- Directed by: Maurice Elvey
- Written by: L'Estrange Fawcett
- Based on: the play High Treason by Noel Pemberton Billing
- Produced by: Gaumont British Picture Corporation Tiffany Pictures (Sound Version)
- Starring: Jameson Thomas Benita Hume Basil Gill
- Cinematography: Percy Strong
- Music by: Louis Levy (musical director)
- Distributed by: Gaumont British (UK) Tiffany Pictures (US)
- Release date: 9 September 1929;
- Running time: 95 minutes
- Country: United Kingdom
- Languages: Silent Version English Intertitles Sound Version (All-Talking)

= High Treason (1929 British film) =

1929 British film by Maurice Elvey

High Treason is a 1929 British film based on a play by Noel Pemberton Billing. It was directed by Maurice Elvey, and stars James Carew, Humberstone Wright, Benita Hume, Henry Vibart, Hayford Hobbs, Irene Rooke, and Jameson Thomas. Raymond Massey makes his first screen appearance in a small role. The film was initially produced as a silent but mid-way during production, Elvey was pushed by the studio to add sound to the film in order to cash in on the talkies. The sound version was prepared in collaboration with Tiffany Pictures and this version was copyrighted by them in 1930 in the United States and never renewed making the sound version public domain in the United States. Tiffany Pictures used the sound-on-film RCA Photophone process to record the soundtrack. The film was also issued on sound-on-disc format using Tiffany-Tone (Vitaphone-type) sound discs. Although a third of the film was filmed in sound, Elvey maintained much of the silent footage and dubbed over the dialogue for shots that were originally silent, with Elvey himself voicing some of the minor characters, which he admitted when interviewed by the Manitoba Free Press shortly after the film was released in the US. Likewise, BIP's Blackmail, directed by Alfred Hitchcock, was also turned into a sound picture mid-way during production (concurrently when High Treason was also in production) and many of the silent scenes used dubbed dialogue and sound effects in a similar fashion to High Treason.

SUPPLIED DATA >>
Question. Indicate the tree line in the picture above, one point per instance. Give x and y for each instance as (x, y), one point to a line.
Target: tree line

WORK TO DO >>
1) From the High Treason film page, list the actors that the paragraph starting "High Treason is a 1929 British film" names as the film's stars.
2) Write the next part of the High Treason film page, picking up right after its final sentence.

WRITTEN ANSWERS >>
1) James Carew, Humberstone Wright, Benita Hume, Henry Vibart, Hayford Hobbs, Irene Rooke, Jameson Thomas

2)
The Gaumont-Tiffany co-produced sound version of the film was presented in a London trade show on 9 August 1929, then went into UK general release in silent and sound versions on 9 September 1929. The sound version was released in the US by Tiffany Productions on 13 March 1930. The silent version and a trailer for the sound version are preserved and held by the British Film Institute; the only known surviving original copy of the sound version is a lavender fine grain of the American release version held in the collection of Alaska Moving Image Preservation Association (AMIPA), which has been recently restored by the Library of Congress.

The film is a science fiction drama set in a futuristic 1940 (though this was originally set in 1950 for the silent version). The plot and aesthetics of the film are heavily influenced by Fritz Lang's Metropolis.

==Plot==
In 1940/50, world peace is threatened when the "United States of Europe" comes into conflict with the "Empire of the Atlantic States". The former comprises Europe, India, the Middle East, Canada, Africa, and Australasia. The latter is a combination of the United States and South America.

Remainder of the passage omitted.